Copy out the lines word for word, starting with the line containing "Locate black loudspeaker" and going on through the line containing "[351,0,896,135]". Include both of those lines and nothing else.

>> Start DATA RECORDS

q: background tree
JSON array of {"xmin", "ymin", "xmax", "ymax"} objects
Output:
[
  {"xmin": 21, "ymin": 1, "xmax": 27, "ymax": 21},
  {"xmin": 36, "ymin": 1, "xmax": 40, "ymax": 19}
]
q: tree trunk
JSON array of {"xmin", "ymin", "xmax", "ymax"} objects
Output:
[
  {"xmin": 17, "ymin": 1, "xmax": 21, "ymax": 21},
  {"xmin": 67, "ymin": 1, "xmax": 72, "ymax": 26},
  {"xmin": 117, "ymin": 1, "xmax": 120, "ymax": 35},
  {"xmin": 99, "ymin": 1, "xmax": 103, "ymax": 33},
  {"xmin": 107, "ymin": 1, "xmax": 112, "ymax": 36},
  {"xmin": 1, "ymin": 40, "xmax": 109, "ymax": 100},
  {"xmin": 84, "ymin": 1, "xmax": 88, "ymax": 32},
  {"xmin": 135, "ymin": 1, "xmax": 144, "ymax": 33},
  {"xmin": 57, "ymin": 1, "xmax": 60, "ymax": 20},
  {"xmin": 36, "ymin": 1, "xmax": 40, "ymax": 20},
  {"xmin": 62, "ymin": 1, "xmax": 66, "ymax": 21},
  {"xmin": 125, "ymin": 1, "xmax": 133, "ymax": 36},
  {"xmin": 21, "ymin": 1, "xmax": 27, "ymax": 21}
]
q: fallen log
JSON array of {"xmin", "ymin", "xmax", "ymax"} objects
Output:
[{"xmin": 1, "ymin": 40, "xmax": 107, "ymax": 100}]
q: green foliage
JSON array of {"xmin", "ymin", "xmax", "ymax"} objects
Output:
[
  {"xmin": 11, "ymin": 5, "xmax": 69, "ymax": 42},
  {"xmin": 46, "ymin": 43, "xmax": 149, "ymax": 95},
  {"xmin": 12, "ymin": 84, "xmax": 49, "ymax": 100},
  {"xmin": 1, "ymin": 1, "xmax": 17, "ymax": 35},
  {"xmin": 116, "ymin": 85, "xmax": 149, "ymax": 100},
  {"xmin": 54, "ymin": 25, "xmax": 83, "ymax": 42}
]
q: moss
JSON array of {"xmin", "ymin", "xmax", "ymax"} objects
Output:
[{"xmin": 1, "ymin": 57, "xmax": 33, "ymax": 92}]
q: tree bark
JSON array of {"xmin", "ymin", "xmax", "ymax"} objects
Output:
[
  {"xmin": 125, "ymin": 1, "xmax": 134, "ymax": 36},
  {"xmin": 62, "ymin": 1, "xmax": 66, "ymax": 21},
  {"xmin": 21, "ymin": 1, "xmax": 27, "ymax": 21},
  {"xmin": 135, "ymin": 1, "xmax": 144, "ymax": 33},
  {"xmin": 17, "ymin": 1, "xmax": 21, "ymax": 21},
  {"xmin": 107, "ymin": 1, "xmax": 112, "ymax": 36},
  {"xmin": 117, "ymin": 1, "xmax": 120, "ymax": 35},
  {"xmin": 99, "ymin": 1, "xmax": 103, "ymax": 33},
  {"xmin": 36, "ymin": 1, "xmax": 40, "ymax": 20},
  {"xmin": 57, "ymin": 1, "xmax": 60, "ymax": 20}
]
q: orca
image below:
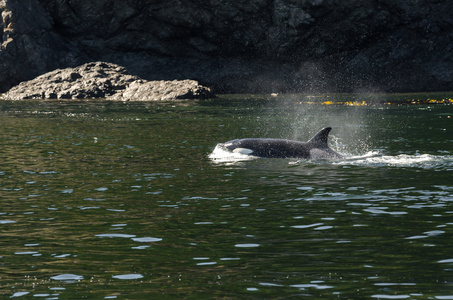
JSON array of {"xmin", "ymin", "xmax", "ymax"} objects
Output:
[{"xmin": 221, "ymin": 127, "xmax": 343, "ymax": 159}]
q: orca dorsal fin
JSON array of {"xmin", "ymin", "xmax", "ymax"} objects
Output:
[{"xmin": 308, "ymin": 127, "xmax": 332, "ymax": 148}]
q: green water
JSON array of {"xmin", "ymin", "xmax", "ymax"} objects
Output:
[{"xmin": 0, "ymin": 95, "xmax": 453, "ymax": 299}]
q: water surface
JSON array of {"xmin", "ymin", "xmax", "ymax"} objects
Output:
[{"xmin": 0, "ymin": 95, "xmax": 453, "ymax": 299}]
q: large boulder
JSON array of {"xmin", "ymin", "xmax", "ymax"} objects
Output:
[
  {"xmin": 108, "ymin": 79, "xmax": 215, "ymax": 101},
  {"xmin": 0, "ymin": 0, "xmax": 453, "ymax": 92},
  {"xmin": 3, "ymin": 62, "xmax": 214, "ymax": 101}
]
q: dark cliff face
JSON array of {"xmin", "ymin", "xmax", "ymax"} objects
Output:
[{"xmin": 0, "ymin": 0, "xmax": 453, "ymax": 92}]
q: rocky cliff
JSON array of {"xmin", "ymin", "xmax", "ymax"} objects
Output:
[{"xmin": 0, "ymin": 0, "xmax": 453, "ymax": 92}]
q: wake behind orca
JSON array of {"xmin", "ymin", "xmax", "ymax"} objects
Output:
[{"xmin": 220, "ymin": 127, "xmax": 343, "ymax": 159}]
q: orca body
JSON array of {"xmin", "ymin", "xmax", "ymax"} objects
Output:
[{"xmin": 222, "ymin": 127, "xmax": 343, "ymax": 159}]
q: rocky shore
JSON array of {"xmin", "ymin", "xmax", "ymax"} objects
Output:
[
  {"xmin": 0, "ymin": 0, "xmax": 453, "ymax": 97},
  {"xmin": 2, "ymin": 62, "xmax": 215, "ymax": 101}
]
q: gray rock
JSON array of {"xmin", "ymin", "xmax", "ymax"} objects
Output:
[
  {"xmin": 0, "ymin": 0, "xmax": 453, "ymax": 92},
  {"xmin": 3, "ymin": 62, "xmax": 215, "ymax": 101},
  {"xmin": 108, "ymin": 80, "xmax": 215, "ymax": 101}
]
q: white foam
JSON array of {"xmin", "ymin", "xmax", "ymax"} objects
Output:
[{"xmin": 209, "ymin": 143, "xmax": 257, "ymax": 163}]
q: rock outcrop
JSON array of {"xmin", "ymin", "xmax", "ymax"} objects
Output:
[
  {"xmin": 0, "ymin": 0, "xmax": 453, "ymax": 92},
  {"xmin": 3, "ymin": 62, "xmax": 215, "ymax": 101}
]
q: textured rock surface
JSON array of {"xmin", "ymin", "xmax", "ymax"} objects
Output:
[
  {"xmin": 0, "ymin": 0, "xmax": 453, "ymax": 92},
  {"xmin": 108, "ymin": 80, "xmax": 215, "ymax": 101},
  {"xmin": 3, "ymin": 62, "xmax": 214, "ymax": 101}
]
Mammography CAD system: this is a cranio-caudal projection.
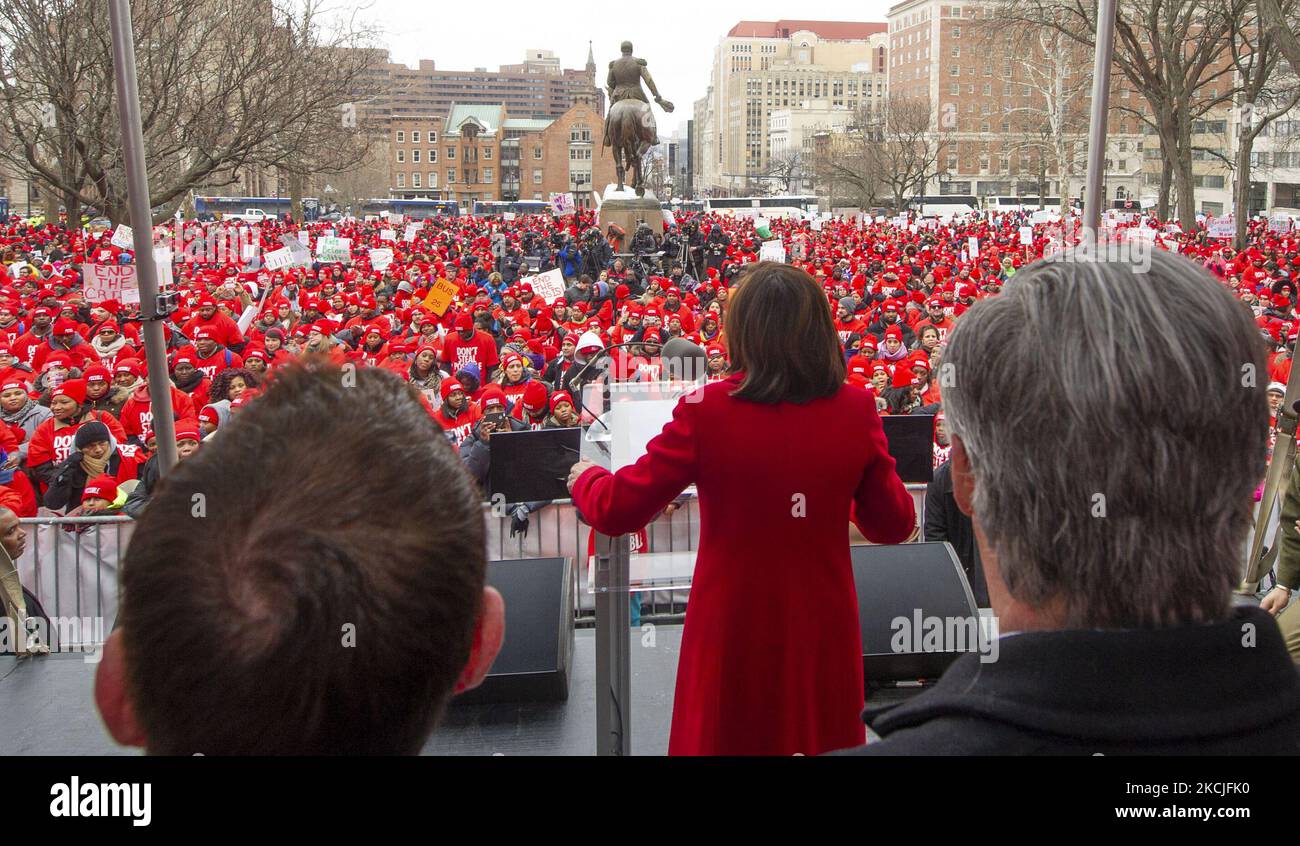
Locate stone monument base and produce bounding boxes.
[598,185,663,240]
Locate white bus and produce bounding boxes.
[705,195,818,220]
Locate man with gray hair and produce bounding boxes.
[855,251,1300,755]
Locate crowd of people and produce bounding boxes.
[0,204,1300,530]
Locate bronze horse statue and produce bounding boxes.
[605,42,672,196]
[608,99,672,196]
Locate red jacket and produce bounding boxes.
[573,374,915,755]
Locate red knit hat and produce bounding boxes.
[550,391,575,415]
[82,473,117,502]
[49,379,86,405]
[523,379,546,413]
[478,382,508,409]
[85,364,111,383]
[438,379,465,400]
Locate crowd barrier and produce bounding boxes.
[10,485,926,645]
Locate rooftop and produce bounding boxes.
[727,21,889,42]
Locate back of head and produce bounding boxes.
[727,261,846,404]
[939,250,1269,628]
[118,366,486,755]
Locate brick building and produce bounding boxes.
[389,96,615,208]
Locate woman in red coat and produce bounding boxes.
[569,263,915,755]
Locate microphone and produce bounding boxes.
[659,338,709,382]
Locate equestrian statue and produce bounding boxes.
[605,42,673,196]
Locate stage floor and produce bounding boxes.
[0,625,906,756]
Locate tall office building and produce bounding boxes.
[693,21,887,194]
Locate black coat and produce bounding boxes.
[922,461,988,608]
[842,607,1300,755]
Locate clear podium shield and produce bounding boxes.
[582,379,699,598]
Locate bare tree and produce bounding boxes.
[0,0,374,222]
[995,0,1251,229]
[767,148,803,194]
[971,18,1091,214]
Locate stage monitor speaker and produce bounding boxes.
[451,558,573,704]
[853,543,980,686]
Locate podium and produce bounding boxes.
[581,381,698,756]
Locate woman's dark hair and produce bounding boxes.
[208,368,261,403]
[727,261,845,404]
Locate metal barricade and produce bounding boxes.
[18,515,135,651]
[7,485,926,645]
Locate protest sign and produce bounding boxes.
[261,247,294,270]
[82,264,140,304]
[108,224,135,250]
[525,268,564,305]
[758,238,785,264]
[424,279,459,317]
[316,237,352,264]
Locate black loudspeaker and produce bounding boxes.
[853,543,982,686]
[451,558,573,706]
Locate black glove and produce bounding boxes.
[510,504,529,538]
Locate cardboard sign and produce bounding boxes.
[1206,217,1236,239]
[280,235,312,268]
[261,247,294,270]
[525,268,564,305]
[758,238,785,264]
[424,279,459,317]
[82,264,140,304]
[316,237,352,264]
[108,224,135,250]
[153,247,176,288]
[550,194,575,217]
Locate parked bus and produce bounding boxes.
[907,194,980,217]
[705,195,818,218]
[473,200,551,217]
[358,196,460,221]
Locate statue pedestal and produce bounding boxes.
[599,185,663,240]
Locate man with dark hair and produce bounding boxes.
[842,250,1300,755]
[95,364,504,755]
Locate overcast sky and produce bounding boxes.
[351,0,896,135]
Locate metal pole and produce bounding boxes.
[595,533,632,756]
[1083,0,1115,240]
[108,0,176,476]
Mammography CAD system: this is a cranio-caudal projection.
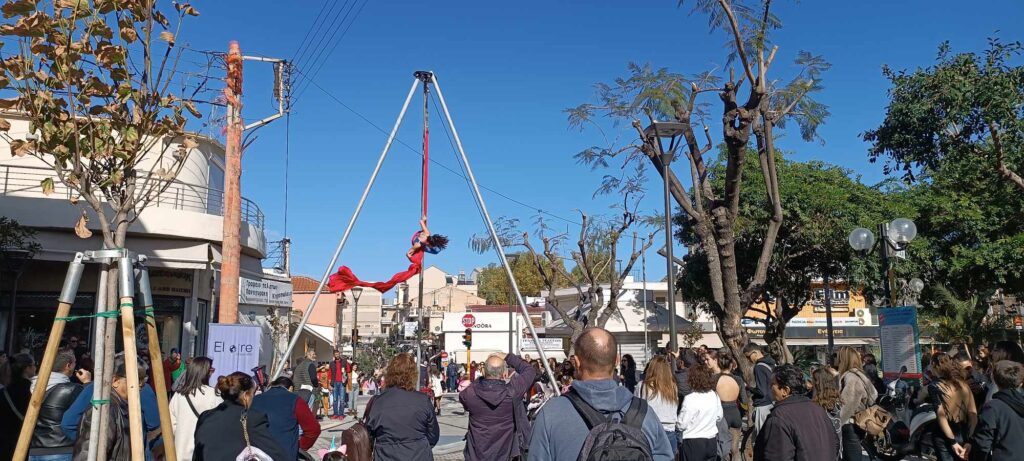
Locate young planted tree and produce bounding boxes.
[566,0,828,380]
[0,0,205,459]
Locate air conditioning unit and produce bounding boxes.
[854,307,871,326]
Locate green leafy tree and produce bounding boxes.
[566,0,828,380]
[477,253,557,304]
[923,285,1010,353]
[864,39,1024,309]
[677,157,905,362]
[864,39,1024,194]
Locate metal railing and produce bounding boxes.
[0,165,265,231]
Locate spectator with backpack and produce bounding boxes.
[957,361,1024,461]
[529,328,675,461]
[754,364,839,461]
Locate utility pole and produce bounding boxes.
[217,41,291,324]
[217,41,245,324]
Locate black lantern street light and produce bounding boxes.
[849,218,924,306]
[643,122,684,351]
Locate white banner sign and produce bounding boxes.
[519,338,562,350]
[239,277,292,307]
[404,322,416,338]
[206,324,263,376]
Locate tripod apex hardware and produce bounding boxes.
[12,248,177,461]
[413,71,434,83]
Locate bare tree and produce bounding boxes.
[566,0,827,379]
[470,188,656,350]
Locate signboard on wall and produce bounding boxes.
[879,307,922,379]
[403,322,416,338]
[519,337,562,350]
[239,277,292,307]
[206,324,263,376]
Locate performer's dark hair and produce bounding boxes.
[427,234,447,250]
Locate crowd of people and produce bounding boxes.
[0,328,1024,461]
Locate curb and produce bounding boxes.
[431,441,466,455]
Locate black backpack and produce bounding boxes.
[565,389,654,461]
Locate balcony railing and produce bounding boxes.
[0,165,264,231]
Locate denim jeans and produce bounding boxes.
[331,382,347,416]
[29,453,72,461]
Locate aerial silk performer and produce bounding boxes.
[327,216,447,293]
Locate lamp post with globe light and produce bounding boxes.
[849,218,924,306]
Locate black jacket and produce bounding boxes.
[0,376,32,459]
[970,389,1024,461]
[193,402,295,461]
[73,391,131,461]
[459,353,537,461]
[331,359,348,386]
[32,382,82,455]
[751,357,775,407]
[366,387,440,461]
[754,395,839,461]
[676,368,690,407]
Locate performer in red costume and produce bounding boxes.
[327,216,447,293]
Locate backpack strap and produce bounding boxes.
[623,397,647,429]
[564,389,608,430]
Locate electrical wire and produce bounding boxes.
[295,0,370,100]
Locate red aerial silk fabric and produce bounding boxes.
[327,249,423,293]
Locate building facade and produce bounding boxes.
[0,114,280,357]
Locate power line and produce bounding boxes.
[297,71,583,225]
[291,0,347,70]
[295,0,370,100]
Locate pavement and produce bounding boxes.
[309,392,927,461]
[309,392,469,461]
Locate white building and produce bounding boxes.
[0,113,282,362]
[441,306,565,364]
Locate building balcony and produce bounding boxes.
[0,163,266,258]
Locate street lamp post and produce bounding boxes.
[849,218,918,307]
[644,122,683,351]
[348,287,362,415]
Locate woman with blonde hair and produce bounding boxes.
[635,355,679,451]
[811,367,843,456]
[365,352,440,461]
[837,346,879,461]
[928,352,978,461]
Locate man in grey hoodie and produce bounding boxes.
[529,328,675,461]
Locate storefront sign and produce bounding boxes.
[441,312,509,333]
[746,325,879,339]
[239,277,292,307]
[404,322,416,338]
[742,317,870,329]
[879,307,922,379]
[206,324,263,376]
[519,337,562,350]
[150,268,193,298]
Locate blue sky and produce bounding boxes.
[179,0,1024,288]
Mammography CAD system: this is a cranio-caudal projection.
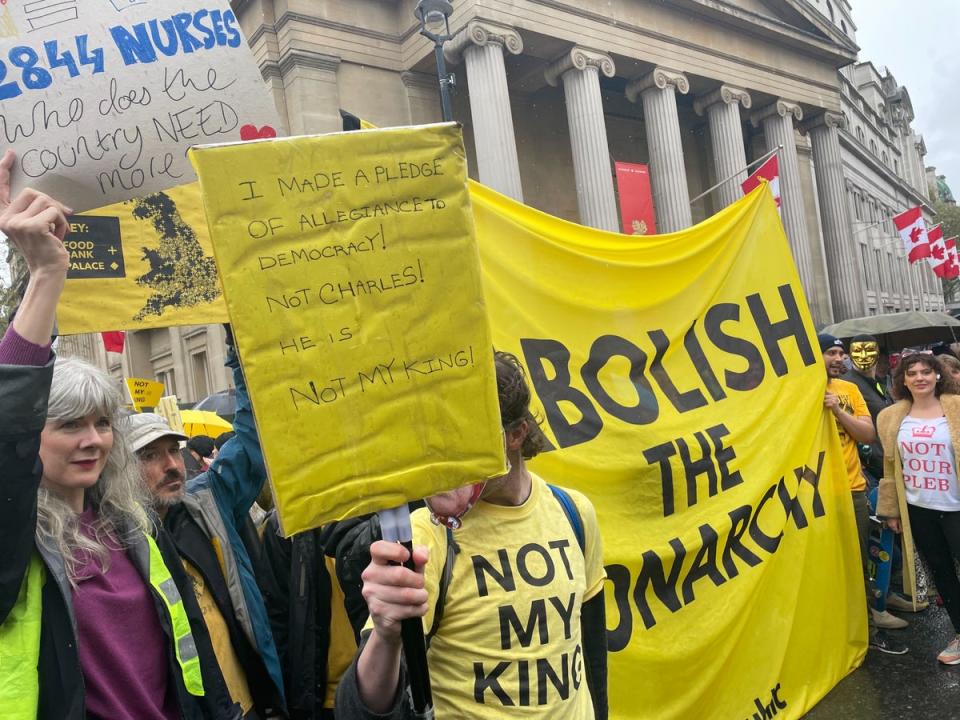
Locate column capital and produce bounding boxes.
[443,19,523,63]
[693,85,753,115]
[543,45,616,85]
[278,50,340,77]
[800,110,847,133]
[750,100,803,127]
[626,67,690,102]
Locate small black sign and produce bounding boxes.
[63,215,126,280]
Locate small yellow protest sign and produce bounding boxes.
[127,378,163,412]
[191,124,505,534]
[57,183,227,335]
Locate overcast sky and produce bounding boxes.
[851,0,960,197]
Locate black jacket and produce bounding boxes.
[0,360,239,720]
[163,503,284,717]
[263,511,369,720]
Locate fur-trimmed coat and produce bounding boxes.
[877,394,960,608]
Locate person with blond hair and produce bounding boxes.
[0,150,239,720]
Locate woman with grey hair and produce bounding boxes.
[0,150,238,720]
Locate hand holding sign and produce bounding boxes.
[0,149,72,275]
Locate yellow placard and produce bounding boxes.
[127,378,164,412]
[156,395,183,433]
[57,183,227,335]
[474,184,867,720]
[191,124,505,534]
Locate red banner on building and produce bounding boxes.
[614,163,657,235]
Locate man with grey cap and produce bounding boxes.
[129,333,286,718]
[129,413,187,520]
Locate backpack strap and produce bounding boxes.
[423,528,460,649]
[547,483,587,553]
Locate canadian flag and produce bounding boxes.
[927,224,950,278]
[740,153,783,216]
[943,237,960,280]
[893,207,930,263]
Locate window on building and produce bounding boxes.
[190,352,210,402]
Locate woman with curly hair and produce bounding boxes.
[877,353,960,665]
[0,150,237,720]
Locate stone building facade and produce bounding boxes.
[808,0,945,319]
[58,0,942,402]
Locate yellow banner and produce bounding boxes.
[127,378,163,412]
[57,183,227,335]
[471,184,867,720]
[191,124,505,534]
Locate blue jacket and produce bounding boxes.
[180,346,284,703]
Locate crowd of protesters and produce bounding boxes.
[0,142,960,720]
[819,334,960,665]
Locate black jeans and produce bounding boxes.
[850,490,876,608]
[908,505,960,634]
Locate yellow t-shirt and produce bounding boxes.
[323,555,357,710]
[413,476,605,720]
[181,558,253,713]
[827,378,870,491]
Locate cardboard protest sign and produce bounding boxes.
[57,183,227,335]
[0,0,279,211]
[470,184,867,720]
[127,378,163,412]
[191,124,505,534]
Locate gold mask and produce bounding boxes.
[850,340,880,371]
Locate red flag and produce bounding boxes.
[893,207,930,263]
[943,237,960,280]
[614,162,657,235]
[927,223,950,278]
[740,153,783,214]
[100,330,124,352]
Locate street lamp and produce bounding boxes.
[413,0,456,121]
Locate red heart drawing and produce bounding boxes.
[240,125,277,140]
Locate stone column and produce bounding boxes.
[279,50,343,135]
[693,85,752,208]
[544,47,620,232]
[804,112,867,321]
[445,20,523,202]
[750,100,816,290]
[626,67,693,233]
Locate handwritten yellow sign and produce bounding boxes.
[127,378,163,412]
[57,183,227,335]
[191,124,505,534]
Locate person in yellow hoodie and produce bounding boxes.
[817,334,907,655]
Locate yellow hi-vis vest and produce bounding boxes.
[0,534,204,720]
[0,553,46,720]
[146,535,203,697]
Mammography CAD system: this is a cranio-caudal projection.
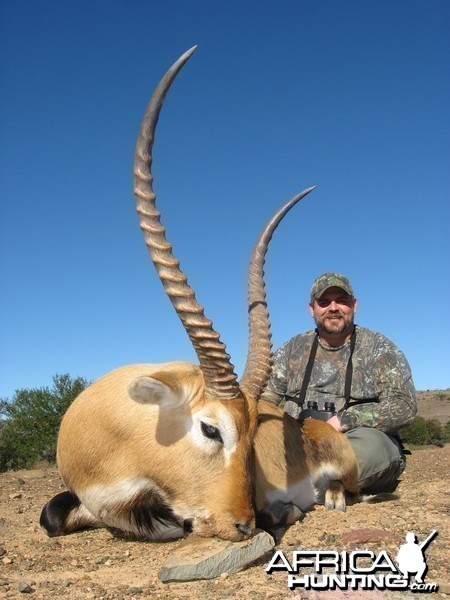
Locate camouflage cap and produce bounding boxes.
[311,273,354,300]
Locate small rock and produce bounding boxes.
[437,582,450,594]
[342,528,402,544]
[158,531,275,582]
[15,469,45,482]
[17,579,33,594]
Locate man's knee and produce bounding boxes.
[345,427,405,493]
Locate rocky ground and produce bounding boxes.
[0,445,450,600]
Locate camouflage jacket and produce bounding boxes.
[262,325,417,433]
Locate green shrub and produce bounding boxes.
[0,375,88,471]
[402,417,448,447]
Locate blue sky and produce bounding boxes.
[0,0,450,398]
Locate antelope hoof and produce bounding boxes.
[325,481,346,512]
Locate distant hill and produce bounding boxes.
[417,389,450,425]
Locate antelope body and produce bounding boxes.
[41,47,357,540]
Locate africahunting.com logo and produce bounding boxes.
[266,529,438,592]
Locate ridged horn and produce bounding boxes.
[134,46,240,400]
[240,186,315,400]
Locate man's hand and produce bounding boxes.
[327,415,342,431]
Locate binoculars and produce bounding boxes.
[298,400,336,422]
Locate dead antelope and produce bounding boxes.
[41,47,357,540]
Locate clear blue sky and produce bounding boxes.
[0,0,450,398]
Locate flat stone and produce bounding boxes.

>> End DATA RECORDS

• [IN RESPONSE]
Locate black loudspeaker and produce bounding boxes.
[853,543,982,686]
[451,558,573,706]
Locate black glove and produce bounding boxes.
[510,504,529,538]
Locate cardboard sign and produce bounding boxes.
[1206,217,1236,239]
[280,235,312,268]
[261,247,294,270]
[525,268,564,305]
[758,238,785,264]
[424,279,459,317]
[82,264,140,304]
[316,237,352,264]
[108,224,135,250]
[153,247,176,288]
[550,194,575,217]
Locate parked bus and produce bounding boxes.
[907,194,980,217]
[705,195,818,218]
[473,200,551,217]
[358,196,460,221]
Locate statue pedestal and produce bounding boxes.
[599,185,663,240]
Locate man with dark hair and produce bounding boxes.
[842,250,1300,755]
[95,364,504,755]
Locate overcast sky and produce bounding boxes.
[351,0,896,135]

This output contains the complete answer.